### STATED TASK
Repeat the listing in full, exactly as it stands.

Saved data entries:
______

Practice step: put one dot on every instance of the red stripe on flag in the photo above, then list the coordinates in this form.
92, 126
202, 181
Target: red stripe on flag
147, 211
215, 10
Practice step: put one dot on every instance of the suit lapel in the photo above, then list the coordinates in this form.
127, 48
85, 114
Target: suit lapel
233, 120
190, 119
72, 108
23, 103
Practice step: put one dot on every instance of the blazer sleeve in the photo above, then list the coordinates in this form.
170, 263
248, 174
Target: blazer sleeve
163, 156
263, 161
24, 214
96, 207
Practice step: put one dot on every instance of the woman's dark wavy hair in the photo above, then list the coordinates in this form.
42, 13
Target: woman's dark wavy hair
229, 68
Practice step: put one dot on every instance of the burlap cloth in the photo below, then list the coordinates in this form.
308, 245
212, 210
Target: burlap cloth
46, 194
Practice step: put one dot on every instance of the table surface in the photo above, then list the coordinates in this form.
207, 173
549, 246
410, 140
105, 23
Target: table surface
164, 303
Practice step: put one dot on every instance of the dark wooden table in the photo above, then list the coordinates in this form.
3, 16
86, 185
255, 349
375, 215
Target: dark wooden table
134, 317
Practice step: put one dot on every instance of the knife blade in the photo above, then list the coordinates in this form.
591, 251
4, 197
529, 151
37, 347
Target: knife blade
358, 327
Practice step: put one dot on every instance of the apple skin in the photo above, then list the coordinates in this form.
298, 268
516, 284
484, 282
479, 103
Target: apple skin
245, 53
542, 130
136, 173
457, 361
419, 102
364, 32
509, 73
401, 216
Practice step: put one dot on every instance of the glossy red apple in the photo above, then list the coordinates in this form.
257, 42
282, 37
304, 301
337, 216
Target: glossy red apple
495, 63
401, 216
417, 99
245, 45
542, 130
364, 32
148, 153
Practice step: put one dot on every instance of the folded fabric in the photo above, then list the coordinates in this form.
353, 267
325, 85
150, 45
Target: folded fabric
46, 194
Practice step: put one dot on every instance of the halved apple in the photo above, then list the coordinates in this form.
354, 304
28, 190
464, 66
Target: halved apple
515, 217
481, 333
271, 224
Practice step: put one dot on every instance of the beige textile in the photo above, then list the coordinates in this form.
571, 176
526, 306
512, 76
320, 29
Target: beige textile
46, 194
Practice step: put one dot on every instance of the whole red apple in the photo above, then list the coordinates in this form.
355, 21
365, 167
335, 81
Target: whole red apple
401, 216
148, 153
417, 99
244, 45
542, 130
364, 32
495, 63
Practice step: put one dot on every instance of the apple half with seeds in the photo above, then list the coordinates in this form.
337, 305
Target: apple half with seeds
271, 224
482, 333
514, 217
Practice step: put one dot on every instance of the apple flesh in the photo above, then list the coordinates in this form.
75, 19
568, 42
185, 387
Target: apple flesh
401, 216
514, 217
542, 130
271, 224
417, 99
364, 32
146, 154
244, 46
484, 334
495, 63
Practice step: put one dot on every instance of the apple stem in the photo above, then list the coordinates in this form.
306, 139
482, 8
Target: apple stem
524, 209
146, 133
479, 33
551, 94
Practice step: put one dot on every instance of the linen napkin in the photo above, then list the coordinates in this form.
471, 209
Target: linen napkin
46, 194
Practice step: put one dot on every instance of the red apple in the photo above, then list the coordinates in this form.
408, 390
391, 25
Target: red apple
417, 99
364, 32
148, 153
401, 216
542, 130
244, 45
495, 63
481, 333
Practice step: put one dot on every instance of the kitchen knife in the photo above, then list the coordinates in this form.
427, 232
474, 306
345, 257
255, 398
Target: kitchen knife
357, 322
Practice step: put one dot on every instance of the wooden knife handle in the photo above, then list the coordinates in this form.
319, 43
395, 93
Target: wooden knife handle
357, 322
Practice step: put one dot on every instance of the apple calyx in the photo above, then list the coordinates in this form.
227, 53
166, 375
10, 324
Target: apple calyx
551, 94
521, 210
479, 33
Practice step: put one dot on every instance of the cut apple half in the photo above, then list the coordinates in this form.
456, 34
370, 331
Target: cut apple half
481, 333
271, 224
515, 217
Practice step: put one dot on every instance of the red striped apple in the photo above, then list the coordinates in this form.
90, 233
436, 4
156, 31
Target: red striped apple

______

### WRITTEN RESPONSE
Practice step: put one dot on every instance of the red stripe on flag in the photo above, then list the coordinates in this form.
92, 126
202, 181
Target: red stripe on flag
147, 211
215, 10
Practice step: put one dot on every instance of the suit lapel in the photo above, then list the coordinates in this form.
127, 48
85, 114
Target: suit lapel
233, 120
190, 119
72, 108
23, 103
Practice step: put one dot on every instance of the blazer sleeve in the photo above, then list the coordinates in this form.
170, 263
248, 174
Target: blazer sleeve
163, 156
263, 161
24, 214
96, 207
Practice step: put one dot on every instance of the woman's dark wavy hair in the photo above, then list the coordinates in this form.
42, 13
Target: woman's dark wavy hair
229, 68
Practice step: put one dot on every instance of the burlap cloth in the photo below, then list the coordinates in this form.
308, 245
212, 210
Target: burlap cloth
46, 194
Practice step: put one dot on every instance of the table surface in the photo above, then list the coordinates in this form.
207, 173
549, 246
410, 140
105, 23
Target: table surface
164, 303
Practice step: put one dot on every instance of the dark wooden table in the photo above, then list the coordinates in this form.
3, 16
86, 185
255, 349
375, 215
Target: dark wooden table
134, 317
Practice step: put one dot on every instance of the knife blade in the photo above, then list the coordinates in this form.
591, 251
4, 197
529, 151
37, 347
Target: knife blade
358, 327
Practice step: put one dot on every instance of the apple skin in the photo above, then list the coordinates in this form.
298, 268
516, 284
484, 282
479, 103
Target: apple skin
245, 53
542, 130
136, 173
457, 361
419, 102
364, 32
509, 73
401, 216
Practice step: put one dot on every instance of the glossy red apple in the photo above, then list the coordinates in this form.
257, 42
282, 37
304, 301
337, 216
Target: glossy red apple
495, 63
401, 216
417, 99
245, 45
542, 130
364, 32
148, 153
Practice step: put one dot on every instance of the folded fabric in the photo above, then list the coordinates in this form.
353, 267
325, 85
150, 45
Target: folded fabric
46, 194
Practice step: put one dot on every instance of the halved apple in the photo above, then list the coordinates in this form.
354, 304
28, 190
464, 66
Target: halved apple
515, 217
481, 333
271, 224
Practice step: put one dot on every instance of the beige textile in the photo above, then list the coordinates in this form.
571, 176
526, 306
512, 76
320, 29
Target: beige textile
46, 194
Practice step: put one dot on every instance of the whole red apple in the photo above, then list the coordinates in this form.
355, 21
365, 167
335, 81
Target: whole red apple
401, 216
148, 153
417, 99
244, 45
542, 130
364, 32
495, 63
Practice step: put one dot on every instance of the apple half with seeds in the photo above, then list the coordinates in this form.
337, 305
Target: apple half with seeds
271, 224
482, 333
514, 217
Practice step: put one dot on every instance of the apple flesh in the photo above, then list the coordinates in this form.
75, 19
568, 42
185, 387
Target: apple flesh
401, 216
514, 217
542, 130
271, 224
417, 99
364, 32
146, 154
244, 46
484, 334
495, 63
Practice step: put one dot on every instance of the apple stem in the photo above, then list the coordinates in this form.
306, 139
482, 8
Target: apple stem
524, 209
146, 133
479, 33
551, 94
Practice step: put one dot on every instance of the linen napkin in the photo above, then list the coordinates in this form.
471, 209
Target: linen napkin
46, 194
Practice step: put one dot on every instance of the red apple in the photo above, then list the coordinates in this form.
408, 390
391, 25
Target: red apple
417, 99
364, 32
148, 153
401, 216
542, 130
244, 45
495, 63
481, 333
Practice step: put one dot on every instance of the kitchen knife in the photo above, then list the coordinates in this form.
427, 232
474, 306
345, 257
255, 398
Target: kitchen knife
357, 322
Practice step: put one dot on every instance of the wooden knife handle in the photo above, then list the coordinates in this form.
319, 43
395, 93
Target: wooden knife handle
357, 322
Practice step: put one dot on every instance of the apple calyx in the photo above, then list the coordinates in this form.
227, 53
166, 375
10, 324
Target: apple calyx
551, 94
521, 210
479, 33
Practice step: put one dot on every instance of the cut apple half in the photo above, then list the coordinates in this form.
456, 34
370, 331
Target: cut apple half
481, 333
271, 224
515, 217
Practice step: put one dot on every instance of the red striped apple in the photo above, then list the coordinates in this form.
90, 233
436, 4
156, 31
Target: red striped apple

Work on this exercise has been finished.